• Text provided:
# # # #
Search code examples
pythonopencvscipypngpython-imageio

Saving a 3D 32bit floatarray to a 48bit integer PNG in Python to match Kitti Ground Truth Format


Kitti has a benchmark for Optical Flow. They require the flow estimate to be 48bit PNG files to match the format of the ground truth files they have.

Ground Truth PNG Image is available for download here

Kitti have a Matlab DevKit for the estimate versus ground truth comparison.

I want to output the flow from my network as 48 bit integer PNG files, so that my flow estimates can be compared with other Kitti benchmarked flow estimates.

The numpy scaled flow file from the network is downloadable from here

However, I'm having trouble converting the float32 3D array flow to 3 channel 48bit files (16bit per channel) in python because there doesn't seem to be the support for this among image library providers, or because I am doing something wrong with my code. Can anyone help ?

I have tried a bunch of different libraries and read lots of posts.

Scipy outputs a png that is only 24bit unfortunately. Output flow estimate png generated using scipy available here

# Numpy Flow to 48bit PNG with 16bits per channel

import scipy as sp
from scipy import misc
import numpy as np
import png
import imageio
import cv2
from PIL import Image
from matplotlib import image

"""From Kitti DevKit:-

Optical flow maps are saved as 3-channel uint16 PNG images: The first 
channel
contains the u-component, the second channel the v-component and the 
third
channel denotes if the pixel is valid or not (1 if true, 0 otherwise). To 
convert
the u-/v-flow into floating point values, convert the value to float, 
subtract 2^15 and divide the result by 64.0:"""

Scaled_Flow = np.load('Scaled_Flow.npy') # This is a 32bit float
# This is the very first Kitti Test Flow Output from image_2 testing folder  
# passed through DVF
# The network that produced this flow is only trained to 51 steps, so it 
# won't provide an accurate correspondence
# But the Estimated Flow PNG should look green

ones = np.float32(np.ones((2,375,1242,1))) # Kitti devkit readme says 
that third channel is 1 if flow is valid for that pixel
# 2 for batch size, 3 for height, 3 for width, 1 for this extra layer of 
ones.
with_ones = np.concatenate((Scaled_Flow, ones), axis=3)

im = sp.misc.toimage(with_ones[-1,:,:,:], cmin=-1.0, cmax=1.0) # saves image object
im.save("Scipy_24bit.png", dtype="uint48") # Outputs 24bit only.

Flow = np.int16(with_ones) # An attempt at converting the format from 
float 32 to 16 bit integers
f512 = Flow * 512 # Kitti instructs that the flows are scaled by 512.

x = np.array(Scaled_Flow)
x.astype(np.uint16) # another attempt at converting it to unsigned 16 bit 
integers

try: # try PyPNG
    with open('PyPNGuint48bit.png', 'wb') as f:
        writer = png.Writer(width=375, height=1242, bitdepth=16)
        # Convert z to the Python list of lists expected by
        # the png writer.
        #z2list = x.reshape(-1, x.shape[1]*x.shape[2]).tolist()
        writer.write(f, x)
# # # #
• Objectives:
**A)** Quote the Kitti optical flow post from "I want to output" to "benchmarked flow estimates.".
**B)** Extend the post about saving Kitti optical flow as 48-bit PNG files, picking up right after its last line.
# # # #
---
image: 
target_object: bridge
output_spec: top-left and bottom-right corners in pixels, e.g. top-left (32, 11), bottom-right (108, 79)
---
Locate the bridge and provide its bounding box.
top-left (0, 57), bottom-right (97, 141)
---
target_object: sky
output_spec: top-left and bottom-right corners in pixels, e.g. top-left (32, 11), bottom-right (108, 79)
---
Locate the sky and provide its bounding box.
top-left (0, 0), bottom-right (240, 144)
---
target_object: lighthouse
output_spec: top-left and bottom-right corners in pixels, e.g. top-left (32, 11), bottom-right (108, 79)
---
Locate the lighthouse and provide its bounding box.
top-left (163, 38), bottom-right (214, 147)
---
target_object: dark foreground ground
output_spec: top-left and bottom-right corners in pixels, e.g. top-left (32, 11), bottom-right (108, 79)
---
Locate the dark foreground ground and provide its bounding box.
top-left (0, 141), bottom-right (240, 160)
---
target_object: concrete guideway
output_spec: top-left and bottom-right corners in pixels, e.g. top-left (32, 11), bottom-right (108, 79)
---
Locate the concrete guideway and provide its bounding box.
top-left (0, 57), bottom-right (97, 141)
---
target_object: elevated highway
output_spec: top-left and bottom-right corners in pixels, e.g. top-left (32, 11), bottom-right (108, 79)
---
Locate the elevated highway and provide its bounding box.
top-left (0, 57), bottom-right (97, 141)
# # # #
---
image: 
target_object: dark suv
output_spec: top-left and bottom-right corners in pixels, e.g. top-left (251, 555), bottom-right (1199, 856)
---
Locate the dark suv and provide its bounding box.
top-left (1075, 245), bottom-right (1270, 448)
# # # #
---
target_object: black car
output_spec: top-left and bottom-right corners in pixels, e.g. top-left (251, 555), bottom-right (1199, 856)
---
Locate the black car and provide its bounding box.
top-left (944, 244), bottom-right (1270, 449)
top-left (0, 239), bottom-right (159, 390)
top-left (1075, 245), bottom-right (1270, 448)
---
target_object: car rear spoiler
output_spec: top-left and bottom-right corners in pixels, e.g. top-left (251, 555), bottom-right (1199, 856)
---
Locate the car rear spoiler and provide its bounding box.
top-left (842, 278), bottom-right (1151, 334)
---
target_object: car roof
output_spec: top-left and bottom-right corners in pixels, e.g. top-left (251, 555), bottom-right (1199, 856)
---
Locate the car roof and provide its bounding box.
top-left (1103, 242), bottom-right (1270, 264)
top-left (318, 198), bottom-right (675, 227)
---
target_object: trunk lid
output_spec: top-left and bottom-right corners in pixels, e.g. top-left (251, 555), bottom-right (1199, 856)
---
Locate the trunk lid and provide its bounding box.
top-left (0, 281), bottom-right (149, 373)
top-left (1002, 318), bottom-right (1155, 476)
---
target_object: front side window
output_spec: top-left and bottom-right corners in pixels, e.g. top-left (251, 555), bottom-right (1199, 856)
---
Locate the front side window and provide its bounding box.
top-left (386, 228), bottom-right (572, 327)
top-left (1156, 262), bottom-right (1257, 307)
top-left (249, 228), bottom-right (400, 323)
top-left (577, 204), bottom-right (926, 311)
# # # #
• Written responses:
**A)**
I want to output the flow from my network as 48 bit integer PNG files, so that my flow estimates can be compared with other Kitti benchmarked flow estimates.

**B)**
except:
    print("png lib approach didn't work, it might be to do with the 
sizing")

try: # try imageio
    imageio.imwrite('imageio_Flow_48bit.png', x, format='PNG-FI')
except:
    print("imageio approach didn't work, it probably couldn't handle the 
datatype")

try: # try OpenCV
    cv2.imwrite('OpenCVFlow_48bit_.png',x )
except:
    print("OpenCV approach didn't work, it probably couldn't handle the 
datatype")

try: #try: # try PIL
    im = Image.fromarray(x)
    im.save("PILLOW_Flow_48bit.png", format="PNG")
except:
    print("PILLOW approach didn't work, it probably couldn't handle the 
datatype")

try: # try Matplotlib
    image.imsave('MatplotLib_Flow_48bit.png', x)
except:
    print("Matplotlib approach didn't work, ValueError: object too deep 
for desired array")'''

I want to get a 48bit png file the same as the Kitti Ground truth, that looks green. Currently Scipy outputs a 24bit png file that is blue and white looking.


Solution

  • Here is my understanding of what you want to do:

    1. Load the data from Scaled_Flow.npy. This is a 32 bit floating point numpy array with shape (2, 375, 1242, 2).
    2. Convert Scaled_Flow[1] (an array with shape (375, 1242, 2)) to 16 bit unsigned integers by:

      • multiplying by 64,
      • adding 2**15, and
      • casting the values to np.uint16.

      That is the inverse of this description that you quoted: "To convert the u-/v-flow into floating point values, convert the value to float, subtract 2^15 and divide the result by 64.0".

    3. Increase the length of the third dimension from 2 to 3 by concatenating an array of all 1s.
    4. Save the result to a PNG file.

    Here's one way you can do that. To create the PNG file, I'll use numpngw, a library that I wrote for creating PNG and animated PNG files from numpy arrays. If you give numpngw.write_png a numpy array with data type np.uint16, it will create a PNG file with 16 bits per channel (i.e. a 48 bit image in this case).

    import numpy as np
    from numpngw import write_png
    
    
    Scaled_Flow = np.load('Scaled_Flow.npy')
    sf16 = (64*Scaled_Flow[-1] + 2**15).astype(np.uint16)
    imgdata = np.concatenate((sf16, np.ones(sf16.shape[:2] + (1,), dtype=sf16.dtype)), axis=2)
    
    write_png('sf48.png', imgdata)
    

    Here is the image that is created by that script.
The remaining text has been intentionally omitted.